A surgeon in Australia has successfully removed a *large tumor from a beloved goldfish named George, further proving that people care about their pets more than their fellow human beings.
The Lort Smith veterinary practice in Australia handled the surgery, it took 45 minutes and is reported to have cost ~$200. The goldfish, George, is a common goldfish similar to the ones you’d win at a state or county fair, and which live from 24hrs to 20 years.
Lort Smith has more on the story via their Facebook Page:
The goldfish surgery. How it happened!
Dr Tristan Rich yesterday performed surgery on much-loved goldfish George removing a tumour from his head.
Many of you asked how you actually operate on a fish.
Dr Tristan Rich, head of Lort Smith’s exotic and wildlife vet team, set up three buckets – one with a knock out dose of anaesthetic, one with a maintenance level of anaesthetic, and one with clean water as the recovery unit.
Once George was asleep, Dr Tristan ran a tube from the maintenance bucket which was being oxygenated, into George’s mouth, so that the water with the maintenance dose of anaesthetic washed over his gills.

(What to do): Copy verbatim the passage of the goldfish surgery article above that begins with the words containing "A surgeon in" and ends with "How it happened!".

(Records shown):
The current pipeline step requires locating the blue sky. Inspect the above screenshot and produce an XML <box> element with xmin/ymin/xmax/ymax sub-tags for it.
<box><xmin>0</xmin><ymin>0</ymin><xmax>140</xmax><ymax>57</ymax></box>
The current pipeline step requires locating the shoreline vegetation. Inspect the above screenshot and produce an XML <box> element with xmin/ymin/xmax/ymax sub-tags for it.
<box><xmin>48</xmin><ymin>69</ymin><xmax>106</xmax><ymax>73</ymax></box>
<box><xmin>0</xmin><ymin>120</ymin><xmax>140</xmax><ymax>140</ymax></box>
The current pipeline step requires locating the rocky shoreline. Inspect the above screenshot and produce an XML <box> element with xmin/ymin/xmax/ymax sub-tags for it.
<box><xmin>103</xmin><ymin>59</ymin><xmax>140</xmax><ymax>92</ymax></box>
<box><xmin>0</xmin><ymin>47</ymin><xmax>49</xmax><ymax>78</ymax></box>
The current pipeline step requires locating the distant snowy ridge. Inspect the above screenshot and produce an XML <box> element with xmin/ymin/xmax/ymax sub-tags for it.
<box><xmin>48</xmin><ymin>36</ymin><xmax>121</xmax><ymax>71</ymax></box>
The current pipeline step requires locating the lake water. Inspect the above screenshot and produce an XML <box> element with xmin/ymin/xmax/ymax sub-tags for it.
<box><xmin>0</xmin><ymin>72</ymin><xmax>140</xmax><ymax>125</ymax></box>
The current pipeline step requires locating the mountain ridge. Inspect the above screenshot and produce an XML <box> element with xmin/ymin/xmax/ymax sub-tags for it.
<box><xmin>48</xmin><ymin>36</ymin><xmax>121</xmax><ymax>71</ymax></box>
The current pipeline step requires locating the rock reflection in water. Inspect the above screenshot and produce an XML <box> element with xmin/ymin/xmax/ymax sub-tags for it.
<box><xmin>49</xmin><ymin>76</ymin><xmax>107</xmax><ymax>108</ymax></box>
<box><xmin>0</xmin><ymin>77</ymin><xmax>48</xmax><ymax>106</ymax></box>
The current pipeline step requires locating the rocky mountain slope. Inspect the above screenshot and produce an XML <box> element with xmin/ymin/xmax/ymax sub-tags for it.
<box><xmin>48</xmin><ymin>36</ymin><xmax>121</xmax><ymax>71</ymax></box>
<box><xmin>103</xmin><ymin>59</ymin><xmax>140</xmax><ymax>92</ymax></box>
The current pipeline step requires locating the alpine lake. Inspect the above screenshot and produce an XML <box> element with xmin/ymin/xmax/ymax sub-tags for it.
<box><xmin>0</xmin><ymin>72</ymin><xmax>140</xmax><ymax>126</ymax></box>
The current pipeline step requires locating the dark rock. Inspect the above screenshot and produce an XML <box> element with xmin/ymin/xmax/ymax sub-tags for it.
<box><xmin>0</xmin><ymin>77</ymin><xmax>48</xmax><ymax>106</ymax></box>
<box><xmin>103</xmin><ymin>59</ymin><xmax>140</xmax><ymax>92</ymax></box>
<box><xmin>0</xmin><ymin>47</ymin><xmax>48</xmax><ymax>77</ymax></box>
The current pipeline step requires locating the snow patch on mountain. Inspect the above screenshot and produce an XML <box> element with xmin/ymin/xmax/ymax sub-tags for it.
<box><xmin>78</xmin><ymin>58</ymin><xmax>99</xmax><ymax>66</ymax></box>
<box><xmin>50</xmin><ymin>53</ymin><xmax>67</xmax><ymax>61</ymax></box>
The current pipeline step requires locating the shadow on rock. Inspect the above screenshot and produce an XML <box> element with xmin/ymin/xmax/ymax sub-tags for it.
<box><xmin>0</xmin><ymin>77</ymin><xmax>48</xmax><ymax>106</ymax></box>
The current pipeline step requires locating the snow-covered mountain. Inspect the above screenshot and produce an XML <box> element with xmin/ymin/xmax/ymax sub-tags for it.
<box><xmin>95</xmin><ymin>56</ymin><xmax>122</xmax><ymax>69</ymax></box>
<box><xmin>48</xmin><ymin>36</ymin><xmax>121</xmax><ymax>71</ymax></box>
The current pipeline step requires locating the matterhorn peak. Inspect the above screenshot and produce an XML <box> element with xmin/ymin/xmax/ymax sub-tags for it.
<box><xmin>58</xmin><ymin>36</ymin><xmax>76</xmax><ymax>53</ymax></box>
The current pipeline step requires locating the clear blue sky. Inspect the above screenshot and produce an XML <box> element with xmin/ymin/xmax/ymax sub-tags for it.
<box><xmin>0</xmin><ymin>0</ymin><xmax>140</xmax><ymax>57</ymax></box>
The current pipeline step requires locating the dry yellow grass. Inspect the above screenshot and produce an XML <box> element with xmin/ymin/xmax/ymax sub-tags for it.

(Solved exercise):
A surgeon in Australia has successfully removed a *large tumor from a beloved goldfish named George, further proving that people care about their pets more than their fellow human beings.
The Lort Smith veterinary practice in Australia handled the surgery, it took 45 minutes and is reported to have cost ~$200. The goldfish, George, is a common goldfish similar to the ones you’d win at a state or county fair, and which live from 24hrs to 20 years.
Lort Smith has more on the story via their Facebook Page:
The goldfish surgery. How it happened!